#### LISTED ENTRIES:
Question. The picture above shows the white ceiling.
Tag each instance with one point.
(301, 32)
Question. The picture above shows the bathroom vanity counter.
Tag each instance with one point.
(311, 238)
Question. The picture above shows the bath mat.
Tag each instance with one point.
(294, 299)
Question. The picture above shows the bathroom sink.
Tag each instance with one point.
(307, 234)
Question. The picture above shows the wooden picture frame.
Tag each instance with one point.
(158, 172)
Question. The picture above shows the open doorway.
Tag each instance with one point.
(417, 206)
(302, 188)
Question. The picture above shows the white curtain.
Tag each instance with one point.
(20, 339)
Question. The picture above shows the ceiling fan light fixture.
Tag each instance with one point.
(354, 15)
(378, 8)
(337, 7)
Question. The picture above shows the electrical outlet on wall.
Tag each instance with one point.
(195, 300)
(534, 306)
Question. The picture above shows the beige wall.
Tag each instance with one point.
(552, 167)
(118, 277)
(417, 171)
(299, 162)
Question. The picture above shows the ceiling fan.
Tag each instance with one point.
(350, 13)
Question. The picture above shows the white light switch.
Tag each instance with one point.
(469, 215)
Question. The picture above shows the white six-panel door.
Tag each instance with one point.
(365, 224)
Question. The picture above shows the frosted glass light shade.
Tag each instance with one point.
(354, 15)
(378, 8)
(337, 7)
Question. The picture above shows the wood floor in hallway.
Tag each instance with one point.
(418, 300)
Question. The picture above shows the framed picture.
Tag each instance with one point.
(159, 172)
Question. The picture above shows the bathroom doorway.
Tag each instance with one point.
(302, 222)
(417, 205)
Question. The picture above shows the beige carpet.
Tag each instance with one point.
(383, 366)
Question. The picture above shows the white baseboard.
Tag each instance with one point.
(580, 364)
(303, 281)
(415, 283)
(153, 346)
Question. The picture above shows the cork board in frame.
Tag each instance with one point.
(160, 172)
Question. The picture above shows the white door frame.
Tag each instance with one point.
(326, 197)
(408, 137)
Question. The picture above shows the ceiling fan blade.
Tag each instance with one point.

#### TASK BRIEF:
Each line above that has the word "bathroom" should be copied.

#### FINISHED TASK:
Question. The picture above shows the bathroom vanity counter.
Question. The picture above shows the bathroom sink.
Question. The picture above shows the bathroom doorway.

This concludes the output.